◆ What you need to do
Exactly reproduce each record listed below.

[Records from a collection]
+++++

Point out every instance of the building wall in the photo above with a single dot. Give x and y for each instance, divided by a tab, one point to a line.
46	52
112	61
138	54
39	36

+++++

◆ Reply to the exercise
Point out every instance of the building wall in the photo above with a single dot. Give x and y for each instance, divided by a tab, one point to a line.
46	52
112	61
138	54
39	36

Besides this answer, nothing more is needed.